Consigne de travail 1: D'après le texte sur la cornemuse, quels instruments rehaussent la cornemuse du groupe Bulgar Unplugged ?
Consigne de travail 2: Recopiez fidèlement le passage du texte sur la cornemuse qui commence aux mots « On sent encore » et s'arrête après les mots « au concert d’ouverture. ».

Texte retenu:
La cornemuse, tête d'affiche d'un festival à la Cité de la Musique

Visages de la cornemuseVu par Zibeline

• 20 mai 2014⇒25 mai 2014 •
La cornemuse, tête d'affiche d'un festival à la Cité de la Musique  - Zibeline

La cornemuse est un instrument étonnant dont la genèse s’avère très ancienne, antique voire égyptienne, et à la répartition géographique vaste puisqu’on l’utilise dans de nombreuses cultures : européennes, maghrébines, caucasiennes, perses, indiennes… Si le principe est commun à toutes ces origines (adjonctions d’un réservoir d’air à un «hautbois», permettant un souffle continu, ou d’autres tuyaux pour réaliser une polyphonie en «bourdon»), l’instrument se présente sous des formes très diverses. Autrefois pastorale, conçue pour le plein air, la cornemuse possède un répertoire abondant dans les domaines des musiques de cour ou les fastes militaires. Aujourd’hui il lui arrive même de flirter avec l’électro ou le jazz ! Ce sont ses différents visages que l’on a pu découvrir à Marseille lors du festival que la Cité de la musique lui a consacré.
On sent encore la «bête» dans l’instrument utilisé par le jeune groupe Bulgar Unplugged. L’outre dans laquelle on souffle, à pleine bouche, se gonfle telle une peau animalière qui semble encore respirer. Les doigts s’agitent sur les quelques trous percés dans une flûte de bois que l’on change selon les tonalités. Et ça vibre et trille sur un réservoir de notes, certes minimal, mais sans pour autant que cela provoque une quelconque frustration. Rehaussées de l’accordéon et d’une percussion à double face (tapan), ce sont des musiques de danses ou des mélopées contemplatives magyares qu’on a découvertes au concert d’ouverture.

Informations extraites:
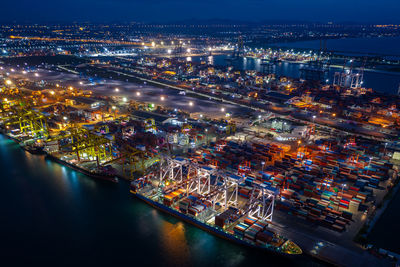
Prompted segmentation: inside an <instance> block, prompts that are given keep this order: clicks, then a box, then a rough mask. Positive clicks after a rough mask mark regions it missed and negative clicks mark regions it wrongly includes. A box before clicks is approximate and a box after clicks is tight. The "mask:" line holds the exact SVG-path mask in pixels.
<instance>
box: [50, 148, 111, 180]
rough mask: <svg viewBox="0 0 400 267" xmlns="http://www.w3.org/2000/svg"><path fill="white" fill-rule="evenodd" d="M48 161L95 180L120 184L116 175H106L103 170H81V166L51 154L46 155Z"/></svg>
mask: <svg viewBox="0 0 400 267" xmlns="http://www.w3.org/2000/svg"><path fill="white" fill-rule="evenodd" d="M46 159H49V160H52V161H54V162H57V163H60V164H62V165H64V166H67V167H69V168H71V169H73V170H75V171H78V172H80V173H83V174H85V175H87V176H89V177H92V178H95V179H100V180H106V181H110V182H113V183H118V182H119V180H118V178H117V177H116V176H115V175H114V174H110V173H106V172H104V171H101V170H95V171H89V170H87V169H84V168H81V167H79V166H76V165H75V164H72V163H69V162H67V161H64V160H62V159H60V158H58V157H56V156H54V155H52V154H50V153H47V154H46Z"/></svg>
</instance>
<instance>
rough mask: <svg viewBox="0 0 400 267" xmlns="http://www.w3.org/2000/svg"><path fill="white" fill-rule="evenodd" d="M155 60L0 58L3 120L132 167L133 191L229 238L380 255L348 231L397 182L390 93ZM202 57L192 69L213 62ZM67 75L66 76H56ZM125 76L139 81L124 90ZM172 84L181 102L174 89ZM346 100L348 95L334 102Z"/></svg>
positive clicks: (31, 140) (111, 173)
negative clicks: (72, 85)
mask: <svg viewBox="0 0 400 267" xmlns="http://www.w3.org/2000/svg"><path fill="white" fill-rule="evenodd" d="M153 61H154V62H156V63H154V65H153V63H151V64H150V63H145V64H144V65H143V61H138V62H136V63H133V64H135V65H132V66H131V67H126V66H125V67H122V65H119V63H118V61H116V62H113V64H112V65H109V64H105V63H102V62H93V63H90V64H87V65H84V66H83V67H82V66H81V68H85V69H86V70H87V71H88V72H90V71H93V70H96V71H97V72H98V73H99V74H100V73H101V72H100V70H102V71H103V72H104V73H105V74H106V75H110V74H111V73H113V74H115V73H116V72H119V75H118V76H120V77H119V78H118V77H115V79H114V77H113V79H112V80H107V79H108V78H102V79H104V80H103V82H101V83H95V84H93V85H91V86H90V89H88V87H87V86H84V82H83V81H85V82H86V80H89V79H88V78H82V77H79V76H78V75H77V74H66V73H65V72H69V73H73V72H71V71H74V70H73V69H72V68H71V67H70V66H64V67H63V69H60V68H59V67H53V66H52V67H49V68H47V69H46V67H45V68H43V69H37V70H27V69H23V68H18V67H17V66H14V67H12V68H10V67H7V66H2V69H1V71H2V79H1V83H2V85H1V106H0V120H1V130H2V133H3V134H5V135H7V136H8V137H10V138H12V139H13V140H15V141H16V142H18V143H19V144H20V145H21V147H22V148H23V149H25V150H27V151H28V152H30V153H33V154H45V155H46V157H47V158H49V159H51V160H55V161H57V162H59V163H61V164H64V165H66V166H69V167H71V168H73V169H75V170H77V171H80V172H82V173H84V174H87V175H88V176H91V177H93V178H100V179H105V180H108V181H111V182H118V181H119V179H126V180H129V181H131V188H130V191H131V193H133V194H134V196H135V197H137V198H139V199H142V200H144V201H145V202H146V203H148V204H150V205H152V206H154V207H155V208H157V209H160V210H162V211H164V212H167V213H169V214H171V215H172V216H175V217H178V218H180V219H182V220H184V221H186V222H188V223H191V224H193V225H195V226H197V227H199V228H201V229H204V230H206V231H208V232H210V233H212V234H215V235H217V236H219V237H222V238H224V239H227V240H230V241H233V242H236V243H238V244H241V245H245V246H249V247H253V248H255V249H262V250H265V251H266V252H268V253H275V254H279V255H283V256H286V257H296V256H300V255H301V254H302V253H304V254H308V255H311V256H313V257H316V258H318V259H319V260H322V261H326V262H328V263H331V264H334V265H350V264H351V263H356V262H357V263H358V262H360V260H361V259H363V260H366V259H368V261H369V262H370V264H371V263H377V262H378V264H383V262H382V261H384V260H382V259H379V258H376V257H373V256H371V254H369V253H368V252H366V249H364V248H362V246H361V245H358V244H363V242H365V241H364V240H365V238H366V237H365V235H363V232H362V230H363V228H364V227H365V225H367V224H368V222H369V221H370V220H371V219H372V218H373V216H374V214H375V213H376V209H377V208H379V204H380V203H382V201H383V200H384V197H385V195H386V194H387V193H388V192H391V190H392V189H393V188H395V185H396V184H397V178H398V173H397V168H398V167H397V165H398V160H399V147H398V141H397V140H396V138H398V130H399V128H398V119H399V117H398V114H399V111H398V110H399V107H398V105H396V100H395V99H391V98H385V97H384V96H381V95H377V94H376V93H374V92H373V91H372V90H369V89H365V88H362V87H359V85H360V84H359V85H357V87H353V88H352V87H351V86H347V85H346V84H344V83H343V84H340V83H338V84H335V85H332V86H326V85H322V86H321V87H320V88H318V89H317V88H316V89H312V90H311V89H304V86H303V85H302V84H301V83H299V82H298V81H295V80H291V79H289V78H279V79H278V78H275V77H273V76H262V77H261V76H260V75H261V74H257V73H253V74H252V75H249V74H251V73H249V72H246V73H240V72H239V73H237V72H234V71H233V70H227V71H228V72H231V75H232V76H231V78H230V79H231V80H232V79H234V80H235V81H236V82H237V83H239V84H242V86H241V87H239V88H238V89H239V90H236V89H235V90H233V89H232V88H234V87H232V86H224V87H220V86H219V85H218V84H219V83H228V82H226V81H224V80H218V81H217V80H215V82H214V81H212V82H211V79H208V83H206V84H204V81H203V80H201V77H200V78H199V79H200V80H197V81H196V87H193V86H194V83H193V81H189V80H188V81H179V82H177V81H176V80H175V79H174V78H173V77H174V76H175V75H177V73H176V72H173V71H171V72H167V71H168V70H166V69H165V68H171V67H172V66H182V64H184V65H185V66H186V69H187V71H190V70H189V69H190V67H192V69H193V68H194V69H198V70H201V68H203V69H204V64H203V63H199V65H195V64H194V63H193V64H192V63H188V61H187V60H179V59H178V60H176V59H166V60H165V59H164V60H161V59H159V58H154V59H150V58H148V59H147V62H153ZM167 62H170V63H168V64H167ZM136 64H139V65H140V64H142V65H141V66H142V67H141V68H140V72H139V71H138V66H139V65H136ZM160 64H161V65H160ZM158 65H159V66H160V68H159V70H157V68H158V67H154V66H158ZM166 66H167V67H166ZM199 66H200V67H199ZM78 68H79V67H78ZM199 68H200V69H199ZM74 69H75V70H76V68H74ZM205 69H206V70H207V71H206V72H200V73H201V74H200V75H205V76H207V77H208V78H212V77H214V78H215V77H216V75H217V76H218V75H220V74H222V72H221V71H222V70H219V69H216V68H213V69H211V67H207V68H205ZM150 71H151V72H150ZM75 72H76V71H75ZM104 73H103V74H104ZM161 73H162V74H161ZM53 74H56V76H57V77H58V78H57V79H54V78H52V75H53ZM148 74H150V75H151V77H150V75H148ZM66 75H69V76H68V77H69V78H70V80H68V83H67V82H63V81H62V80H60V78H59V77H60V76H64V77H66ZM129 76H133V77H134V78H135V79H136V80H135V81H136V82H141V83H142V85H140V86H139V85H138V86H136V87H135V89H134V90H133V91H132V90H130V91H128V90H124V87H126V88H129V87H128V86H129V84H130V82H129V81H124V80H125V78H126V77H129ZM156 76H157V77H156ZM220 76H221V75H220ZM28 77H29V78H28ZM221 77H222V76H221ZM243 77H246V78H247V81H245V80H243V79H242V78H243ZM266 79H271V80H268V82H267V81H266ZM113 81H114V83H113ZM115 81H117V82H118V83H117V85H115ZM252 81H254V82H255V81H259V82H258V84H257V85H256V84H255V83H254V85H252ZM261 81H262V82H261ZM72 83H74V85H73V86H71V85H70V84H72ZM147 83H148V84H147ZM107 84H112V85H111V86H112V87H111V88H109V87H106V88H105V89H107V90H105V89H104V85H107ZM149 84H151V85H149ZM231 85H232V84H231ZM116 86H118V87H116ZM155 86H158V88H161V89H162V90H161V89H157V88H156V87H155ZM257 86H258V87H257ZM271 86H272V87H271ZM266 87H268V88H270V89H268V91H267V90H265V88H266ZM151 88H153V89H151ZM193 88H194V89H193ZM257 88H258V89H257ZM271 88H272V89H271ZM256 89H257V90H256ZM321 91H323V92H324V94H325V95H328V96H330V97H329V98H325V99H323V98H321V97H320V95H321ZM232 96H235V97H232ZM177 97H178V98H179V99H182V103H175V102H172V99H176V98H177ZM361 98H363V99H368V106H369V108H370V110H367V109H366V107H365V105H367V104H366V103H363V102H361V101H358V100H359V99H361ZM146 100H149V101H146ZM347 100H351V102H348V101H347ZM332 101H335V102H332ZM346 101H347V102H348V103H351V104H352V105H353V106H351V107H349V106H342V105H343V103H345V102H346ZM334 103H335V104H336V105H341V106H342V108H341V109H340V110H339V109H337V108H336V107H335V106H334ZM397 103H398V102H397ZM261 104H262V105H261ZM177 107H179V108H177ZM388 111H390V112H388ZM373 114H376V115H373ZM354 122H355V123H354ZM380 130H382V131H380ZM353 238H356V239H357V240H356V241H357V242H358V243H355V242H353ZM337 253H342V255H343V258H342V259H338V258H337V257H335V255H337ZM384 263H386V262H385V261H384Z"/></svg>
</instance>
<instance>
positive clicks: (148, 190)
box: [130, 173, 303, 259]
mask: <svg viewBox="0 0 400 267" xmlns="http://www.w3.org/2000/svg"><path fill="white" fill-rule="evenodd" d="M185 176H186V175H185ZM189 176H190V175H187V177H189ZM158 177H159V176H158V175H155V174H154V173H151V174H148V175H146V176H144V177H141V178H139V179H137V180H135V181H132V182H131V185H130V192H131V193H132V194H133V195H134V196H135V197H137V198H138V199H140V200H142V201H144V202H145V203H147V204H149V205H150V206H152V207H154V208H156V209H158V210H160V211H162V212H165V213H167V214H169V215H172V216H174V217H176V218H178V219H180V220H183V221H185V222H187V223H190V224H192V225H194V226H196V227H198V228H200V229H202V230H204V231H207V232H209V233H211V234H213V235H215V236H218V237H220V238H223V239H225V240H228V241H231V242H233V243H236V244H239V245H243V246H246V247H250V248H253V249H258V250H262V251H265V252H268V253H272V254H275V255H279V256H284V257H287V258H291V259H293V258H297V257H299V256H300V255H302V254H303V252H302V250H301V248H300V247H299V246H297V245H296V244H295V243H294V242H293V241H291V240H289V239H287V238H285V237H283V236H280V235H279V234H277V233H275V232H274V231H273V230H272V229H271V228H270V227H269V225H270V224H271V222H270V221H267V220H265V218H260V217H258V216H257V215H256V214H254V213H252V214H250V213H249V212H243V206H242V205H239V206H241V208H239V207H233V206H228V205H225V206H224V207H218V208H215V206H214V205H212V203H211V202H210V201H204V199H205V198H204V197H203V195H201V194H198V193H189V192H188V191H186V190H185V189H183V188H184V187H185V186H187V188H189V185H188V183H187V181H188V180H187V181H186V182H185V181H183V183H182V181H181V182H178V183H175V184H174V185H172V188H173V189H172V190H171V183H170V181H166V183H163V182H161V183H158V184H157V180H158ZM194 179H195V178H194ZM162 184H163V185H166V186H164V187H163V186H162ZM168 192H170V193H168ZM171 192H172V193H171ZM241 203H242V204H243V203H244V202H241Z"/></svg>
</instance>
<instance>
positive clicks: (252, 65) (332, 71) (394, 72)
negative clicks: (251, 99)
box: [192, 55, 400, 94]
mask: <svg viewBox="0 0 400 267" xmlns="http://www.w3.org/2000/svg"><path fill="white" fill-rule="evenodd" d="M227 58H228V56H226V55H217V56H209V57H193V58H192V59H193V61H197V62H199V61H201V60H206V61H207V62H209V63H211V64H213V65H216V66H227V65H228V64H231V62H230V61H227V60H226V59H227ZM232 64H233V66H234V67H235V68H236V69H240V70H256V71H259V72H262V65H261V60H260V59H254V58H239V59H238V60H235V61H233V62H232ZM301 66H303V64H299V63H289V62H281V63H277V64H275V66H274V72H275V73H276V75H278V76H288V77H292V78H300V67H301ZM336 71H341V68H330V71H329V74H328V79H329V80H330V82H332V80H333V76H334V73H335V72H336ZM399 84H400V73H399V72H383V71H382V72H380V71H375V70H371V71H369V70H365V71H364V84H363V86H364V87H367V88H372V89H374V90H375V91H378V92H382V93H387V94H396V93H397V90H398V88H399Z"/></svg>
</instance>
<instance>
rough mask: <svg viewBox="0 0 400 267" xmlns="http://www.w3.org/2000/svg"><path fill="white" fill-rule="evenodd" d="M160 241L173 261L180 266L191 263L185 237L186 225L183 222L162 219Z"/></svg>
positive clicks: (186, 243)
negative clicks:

Réponse 1: L'accordéon et une percussion à double face (tapan).

Réponse 2:
On sent encore la «bête» dans l’instrument utilisé par le jeune groupe Bulgar Unplugged. L’outre dans laquelle on souffle, à pleine bouche, se gonfle telle une peau animalière qui semble encore respirer. Les doigts s’agitent sur les quelques trous percés dans une flûte de bois que l’on change selon les tonalités. Et ça vibre et trille sur un réservoir de notes, certes minimal, mais sans pour autant que cela provoque une quelconque frustration. Rehaussées de l’accordéon et d’une percussion à double face (tapan), ce sont des musiques de danses ou des mélopées contemplatives magyares qu’on a découvertes au concert d’ouverture.